Compito richiesto — Prosegua il testo sulle proteste in Venezuela, riprendendo dopo la sua ultima frase.

--- Testo di partenza ---

IL GOVERNO ha annunciato il divieto di ogni manifestazione fino al 2 agosto: chi scenderà in strada rischia da 5 a 10 anni di detenzione. Intanto ieri è morto un agente della polizia venezuelana ferito a Ejido, nello stato di Merida (nella parte occidentale del paese). Lo ha reso noto la Procura generale: Oneiver Jhoan Quinones Ramires (30 anni) stava smontando una barricata eretta da manifestanti dell’opposizione insieme a un altro poliziotto, quando è stato raggiunto da uno sparo di arma di fuoco alla testa. Due – invece – le vittime tra i manifestanti dell’opposizione, benché le cause delle loro morti, mentre scriviamo, non siano state ancora confermate dall’autorità.

Si tratta degli ennesimi eventi che scandiscono la gravità della situazione venezuelana, sempre più simile a una sorta di «guerra civile a bassa intensità»: da mesi ormai le manifestazioni pro Maduro e quelle della Mud si fronteggiano sulle strade del paese. Secondo l’ufficio del procuratore generale dall’inizio delle proteste sarebbero oltre cento le vittime, tra poliziotti e manifestanti di entrambe le parti.

--- Dati grezzi ---

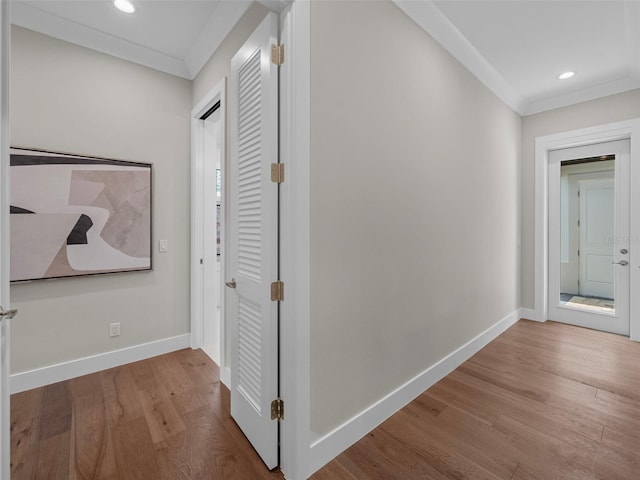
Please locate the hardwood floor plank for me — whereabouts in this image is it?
[112,417,162,480]
[40,382,72,440]
[31,430,71,480]
[312,320,640,480]
[96,365,144,428]
[11,349,283,480]
[11,388,44,480]
[70,386,115,479]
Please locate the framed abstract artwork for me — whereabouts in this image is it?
[10,148,152,282]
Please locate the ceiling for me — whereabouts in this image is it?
[394,0,640,115]
[11,0,252,79]
[12,0,640,115]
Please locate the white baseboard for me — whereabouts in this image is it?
[220,367,231,389]
[10,333,191,394]
[309,310,521,475]
[519,308,544,322]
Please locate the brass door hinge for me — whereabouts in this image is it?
[271,280,284,302]
[271,398,284,420]
[271,163,284,183]
[271,44,284,65]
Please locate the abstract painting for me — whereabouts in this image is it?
[10,148,151,282]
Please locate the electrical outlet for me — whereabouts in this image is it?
[109,322,120,337]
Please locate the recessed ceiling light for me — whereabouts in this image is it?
[113,0,136,13]
[558,72,576,80]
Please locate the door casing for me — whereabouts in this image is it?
[548,140,632,335]
[0,2,12,480]
[532,118,640,341]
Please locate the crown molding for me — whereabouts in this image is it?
[393,0,525,115]
[11,2,190,79]
[522,77,640,116]
[11,0,252,80]
[184,0,253,80]
[393,0,640,116]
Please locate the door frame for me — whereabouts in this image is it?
[280,0,311,480]
[190,78,230,386]
[533,118,640,341]
[548,139,631,336]
[0,2,11,480]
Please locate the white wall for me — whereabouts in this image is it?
[11,27,191,372]
[521,89,640,308]
[311,1,521,435]
[192,2,269,107]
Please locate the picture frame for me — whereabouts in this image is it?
[10,147,153,282]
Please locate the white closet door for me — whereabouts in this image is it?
[227,14,278,469]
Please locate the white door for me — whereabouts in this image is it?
[548,140,632,335]
[0,2,12,480]
[227,13,278,469]
[578,179,615,299]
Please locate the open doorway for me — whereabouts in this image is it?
[191,80,229,385]
[560,155,615,313]
[549,140,630,335]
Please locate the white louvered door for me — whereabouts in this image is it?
[228,13,278,469]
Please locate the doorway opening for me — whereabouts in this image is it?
[560,155,615,314]
[191,79,230,386]
[548,140,631,335]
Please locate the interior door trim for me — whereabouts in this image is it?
[532,118,640,341]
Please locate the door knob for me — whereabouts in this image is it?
[0,306,18,320]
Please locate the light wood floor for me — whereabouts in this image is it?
[11,320,640,480]
[11,349,283,480]
[312,320,640,480]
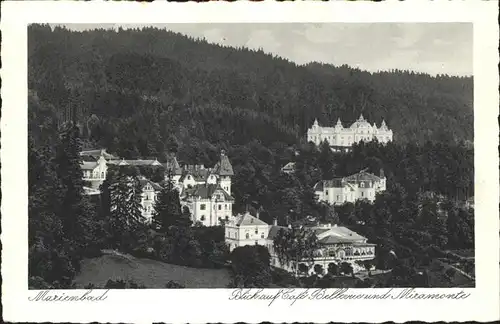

---

Esito del compito —
IN MEZZO A VITTIME, scontri dialettici e all’intervento esterno di altri stati per supportare o condannare a Maduro, rimane la sensazione di un Venezuela profondamente diviso e in balia di queste giornate che rischiano di innalzare pericolosamente il livello dello scontro. Anche perché pesa e non poco l’ingerenza americana: dopo le sanzioni volute da Trump contro 13 persone fisiche, tra cui ministri ed ex ministri, ieri Washington ha invitato i familiari del proprio personale diplomatico ad abbandonare il paese. Sul caso è intervenuta anche l’Onu: l’Alto commissariato per i diritti umani ha chiesto alle autorità del Venezuela di rispettare i diritti dei cittadini, la libertà di espressione, di assemblea e di manifestazione pacifica.

IL VOTO PER L’ASSEMBLEA costituente rappresenta un tentativo estremo di Maduro di provare a ottenere una pacificazione di natura politica al di là delle scelte economiche del paese, che sono risultate ovviamente sgradite alle oligarchie locali ma che hanno finito per pesare anche su strati sociali che hanno supportato e favorito il processo bolivariano. E proprio a loro Maduro getta l’amo per risalire la corrente, perché l’Assemblea costituente, incaricata di riscrivere la Costituzione, sarà proprio composta da quelle parti sociali più favorevoli, almeno in teoria, al presidente e al processo bolivariano.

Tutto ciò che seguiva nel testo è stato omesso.